___ Supplied passage

Generative AI has topped the list of customer inquiries and conversations that I have been having this year — no surprises there! Interestingly, at least half of them have been about AI in customer service and chatbots, virtual assistants, and knowledge bots for customers, which seem top of mind for most customer service leaders. This makes us wonder if this is the limit of what AI can do for customer service.
I think not.
AI use cases
These are the most obvious and simplest use cases that need the least amount of disruption in existing customer service operations, seen as easily done and deemed relatively safe to start experimenting with generative AI for customer-facing use cases.
But larger and more ambitious experimentation has emerged for internal and employee-facing customer service use cases. Case summarisation, synthetic data for forecasting and staffing, and AI-infused training and coaching are delivering significant improvements in productivity, performance, and cost of operations for many customer service teams.

______
___ Given data

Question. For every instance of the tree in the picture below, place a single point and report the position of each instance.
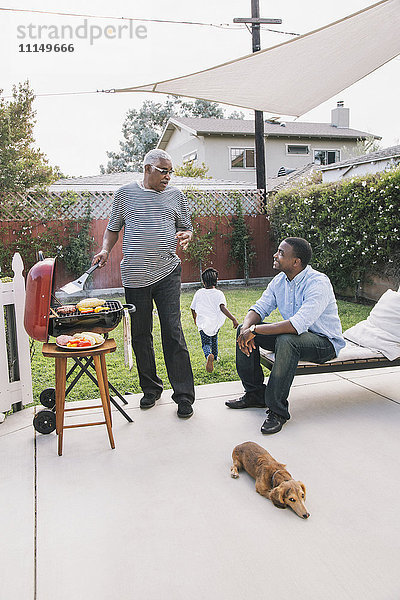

______

## What you need to do
A - In the piece on generative AI in customer service, how many of the author's conversations this year were about AI in customer service and chatbots, virtual assistants, and knowledge bots?
B - Extend the piece on generative AI in customer service, picking up after its last sentence.

## Per-task outputs
A - At least half of them.

B -
Siloed, disconnected
The problem, though, is that these are still siloed, disconnected use cases with incremental impact in the larger scheme of things.
To truly unleash the potential of AI, there needs to be a fundamental shift in how we infuse AI into customer service, and the starting point is to stop thinking about AI as a point solution that does one thing really well. We need to move away from AI solutions that improve a single touchpoint and build AI-infused workflows for customer service.
Connected journeys
To be more intentional and strategic about how we leverage AI for customer service, we need to start identifying all AI-impacted processes within the customer service ecosystem and the connections that exist between them.
This means connected journeys that span contact center operations, the customer service workforce, performance and talent management frameworks, and the customer. And let’s not forget all the tech that powers these connected journeys, not an easy task for even the most advanced customer service organisations.